7 comments for “How Wabi-Sabi Can Help Your Search For Meaning”

  1. Carmel | March 11, 2008, 9:27 pm

    What a delightful piece of synchronicity! Last weekend my writing/art group chose Wabi-Sabi as the theme for our creative explorations during the next year. I bought Koren’s book in a gift shop called Wabi-Sabi in Taos, NM, four years ago. When I came across it in this post I decided to get it out of my bookshelves, but at first I couldn’t find it. While browsing through the shelves where I was CERTAIN I’d put it, I noticed that my copy of “A Whack on the Side of the Head” was not in the right category section, so I pulled it out to relocate it and there, hiding behind, was Koren’s Wabi-Sabi book!

    Perhaps in just such a way I’ll stumble across my life purpose.

  2. Adam Kayce | March 11, 2008, 10:53 pm

    Carmel, thanks for the story — and I’m sure you’ll find your life purpose in the same way: through action.

    Too many people try to sit around and navel-gaze to find their purpose, but I believe it’s something that only reveals itself as we move, interact, and uncover it.

    Good luck!

  3. Vitor - The Fractal Forest | March 13, 2008, 12:58 pm

    Adam,

    I wasn’t familiar with Wabi-Sabi before reading this, but my own thought have been aligning themselves more and more with this perspective. The perfection we seek lies in the constant change and transformation undergone on the way there. Sort of a paradox.
**********
Transcribe the stretch of the Wabi-Sabi comment thread from "What a delightful" through "Koren’s Wabi-Sabi book!".

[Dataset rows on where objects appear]
**********
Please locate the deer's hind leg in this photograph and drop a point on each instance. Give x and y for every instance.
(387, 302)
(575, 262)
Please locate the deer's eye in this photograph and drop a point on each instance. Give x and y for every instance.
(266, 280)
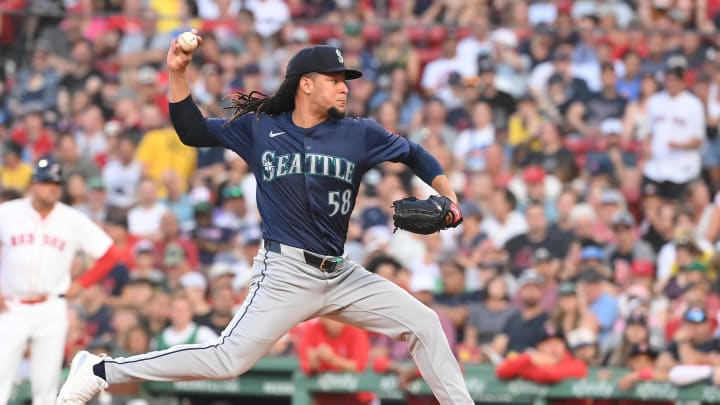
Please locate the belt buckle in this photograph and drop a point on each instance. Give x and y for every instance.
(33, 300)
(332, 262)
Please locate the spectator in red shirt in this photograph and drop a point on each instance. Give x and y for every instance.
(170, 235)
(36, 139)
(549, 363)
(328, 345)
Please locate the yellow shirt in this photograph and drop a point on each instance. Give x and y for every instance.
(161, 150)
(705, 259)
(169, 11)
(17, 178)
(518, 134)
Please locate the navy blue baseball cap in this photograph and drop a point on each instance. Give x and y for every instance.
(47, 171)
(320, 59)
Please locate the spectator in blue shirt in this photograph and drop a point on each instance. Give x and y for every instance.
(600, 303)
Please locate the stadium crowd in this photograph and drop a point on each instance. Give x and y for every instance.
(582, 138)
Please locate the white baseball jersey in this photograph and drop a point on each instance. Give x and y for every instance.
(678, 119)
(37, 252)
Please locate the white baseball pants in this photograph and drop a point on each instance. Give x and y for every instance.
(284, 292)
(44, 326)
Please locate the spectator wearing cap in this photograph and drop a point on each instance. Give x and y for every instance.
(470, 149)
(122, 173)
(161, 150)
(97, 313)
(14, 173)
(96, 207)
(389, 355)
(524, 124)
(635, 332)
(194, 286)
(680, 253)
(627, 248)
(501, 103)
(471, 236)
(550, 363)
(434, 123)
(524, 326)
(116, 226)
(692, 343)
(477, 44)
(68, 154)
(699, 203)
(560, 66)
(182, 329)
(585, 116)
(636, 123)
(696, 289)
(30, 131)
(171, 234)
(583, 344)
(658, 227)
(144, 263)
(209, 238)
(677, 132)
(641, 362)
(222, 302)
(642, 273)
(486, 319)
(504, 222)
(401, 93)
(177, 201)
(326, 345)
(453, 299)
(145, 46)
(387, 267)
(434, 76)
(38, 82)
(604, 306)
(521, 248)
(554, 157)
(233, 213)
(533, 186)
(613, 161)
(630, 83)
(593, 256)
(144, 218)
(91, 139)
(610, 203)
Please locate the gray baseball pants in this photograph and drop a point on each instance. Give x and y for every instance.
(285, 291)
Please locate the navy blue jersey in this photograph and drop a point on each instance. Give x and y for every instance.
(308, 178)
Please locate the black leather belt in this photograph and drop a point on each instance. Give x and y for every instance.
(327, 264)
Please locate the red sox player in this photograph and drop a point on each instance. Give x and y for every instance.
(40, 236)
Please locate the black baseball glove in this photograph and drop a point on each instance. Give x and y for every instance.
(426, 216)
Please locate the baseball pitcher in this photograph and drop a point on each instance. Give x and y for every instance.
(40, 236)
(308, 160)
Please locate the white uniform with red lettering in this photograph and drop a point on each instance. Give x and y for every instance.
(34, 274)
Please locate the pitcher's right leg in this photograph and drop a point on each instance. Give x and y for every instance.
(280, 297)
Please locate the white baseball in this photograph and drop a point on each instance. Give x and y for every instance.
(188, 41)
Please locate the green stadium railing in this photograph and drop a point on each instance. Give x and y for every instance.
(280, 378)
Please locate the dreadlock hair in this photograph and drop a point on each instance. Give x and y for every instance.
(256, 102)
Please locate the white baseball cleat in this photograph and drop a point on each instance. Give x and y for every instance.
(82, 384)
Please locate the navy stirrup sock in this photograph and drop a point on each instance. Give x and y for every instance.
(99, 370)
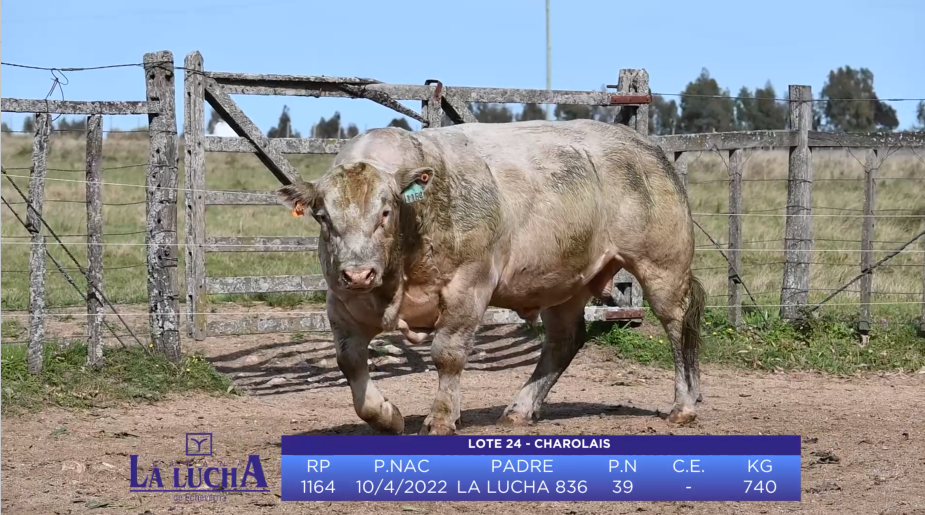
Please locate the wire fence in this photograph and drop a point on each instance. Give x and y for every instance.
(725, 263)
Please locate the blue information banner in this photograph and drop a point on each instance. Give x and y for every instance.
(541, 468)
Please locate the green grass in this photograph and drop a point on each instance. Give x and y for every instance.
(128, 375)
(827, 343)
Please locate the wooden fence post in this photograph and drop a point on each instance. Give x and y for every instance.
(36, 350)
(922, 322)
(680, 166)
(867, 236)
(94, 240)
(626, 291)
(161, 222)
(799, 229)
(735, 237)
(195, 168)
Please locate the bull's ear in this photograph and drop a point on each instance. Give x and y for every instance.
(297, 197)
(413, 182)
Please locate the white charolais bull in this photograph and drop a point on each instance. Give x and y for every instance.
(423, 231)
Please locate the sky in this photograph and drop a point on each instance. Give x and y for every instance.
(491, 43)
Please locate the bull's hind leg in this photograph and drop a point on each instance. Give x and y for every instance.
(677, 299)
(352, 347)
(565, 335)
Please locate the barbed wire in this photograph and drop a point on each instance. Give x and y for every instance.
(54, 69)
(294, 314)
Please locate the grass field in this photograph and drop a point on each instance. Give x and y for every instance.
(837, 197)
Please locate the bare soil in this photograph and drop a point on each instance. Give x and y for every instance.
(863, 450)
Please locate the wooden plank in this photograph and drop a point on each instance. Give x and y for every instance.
**********
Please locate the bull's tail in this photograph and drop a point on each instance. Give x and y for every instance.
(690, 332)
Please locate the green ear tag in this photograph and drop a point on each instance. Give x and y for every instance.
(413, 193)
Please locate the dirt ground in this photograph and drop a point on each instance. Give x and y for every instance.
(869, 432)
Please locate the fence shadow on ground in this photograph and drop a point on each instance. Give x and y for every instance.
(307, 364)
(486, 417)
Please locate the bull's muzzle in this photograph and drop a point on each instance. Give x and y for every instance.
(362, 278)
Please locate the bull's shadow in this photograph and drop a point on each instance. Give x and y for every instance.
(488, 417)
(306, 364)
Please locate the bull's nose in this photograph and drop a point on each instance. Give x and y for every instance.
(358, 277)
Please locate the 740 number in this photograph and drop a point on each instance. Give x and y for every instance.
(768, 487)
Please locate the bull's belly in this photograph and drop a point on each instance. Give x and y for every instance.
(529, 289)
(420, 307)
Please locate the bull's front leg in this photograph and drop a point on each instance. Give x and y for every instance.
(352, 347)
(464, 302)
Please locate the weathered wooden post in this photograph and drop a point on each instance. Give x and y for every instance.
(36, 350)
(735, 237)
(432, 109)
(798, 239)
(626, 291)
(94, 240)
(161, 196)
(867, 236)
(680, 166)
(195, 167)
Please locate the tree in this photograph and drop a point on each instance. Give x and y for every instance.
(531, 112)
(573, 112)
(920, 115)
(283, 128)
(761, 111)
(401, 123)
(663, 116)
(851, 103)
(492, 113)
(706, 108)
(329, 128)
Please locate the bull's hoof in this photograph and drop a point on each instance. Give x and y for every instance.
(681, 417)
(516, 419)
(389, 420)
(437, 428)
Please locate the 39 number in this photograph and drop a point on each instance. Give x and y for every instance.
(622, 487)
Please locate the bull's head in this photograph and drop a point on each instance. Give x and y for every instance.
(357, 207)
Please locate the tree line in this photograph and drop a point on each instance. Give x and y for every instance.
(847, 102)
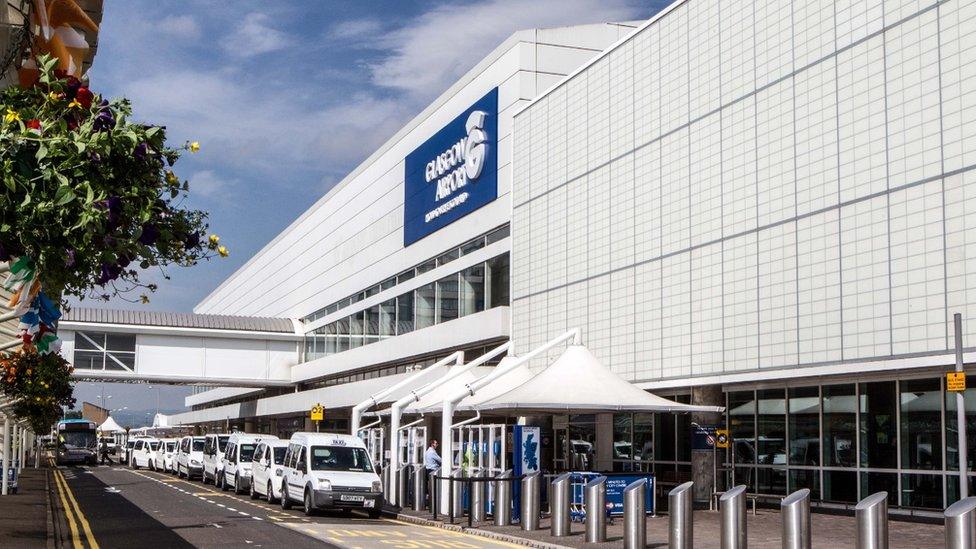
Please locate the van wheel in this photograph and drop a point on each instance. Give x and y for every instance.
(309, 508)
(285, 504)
**********
■ Exercise output ■
What a delightful piece of synchronicity! Last weekend my writing/art group chose Wabi-Sabi as the theme for our creative explorations during the next year. I bought Koren’s book in a gift shop called Wabi-Sabi in Taos, NM, four years ago. When I came across it in this post I decided to get it out of my bookshelves, but at first I couldn’t find it. While browsing through the shelves where I was CERTAIN I’d put it, I noticed that my copy of “A Whack on the Side of the Head” was not in the right category section, so I pulled it out to relocate it and there, hiding behind, was Koren’s Wabi-Sabi book!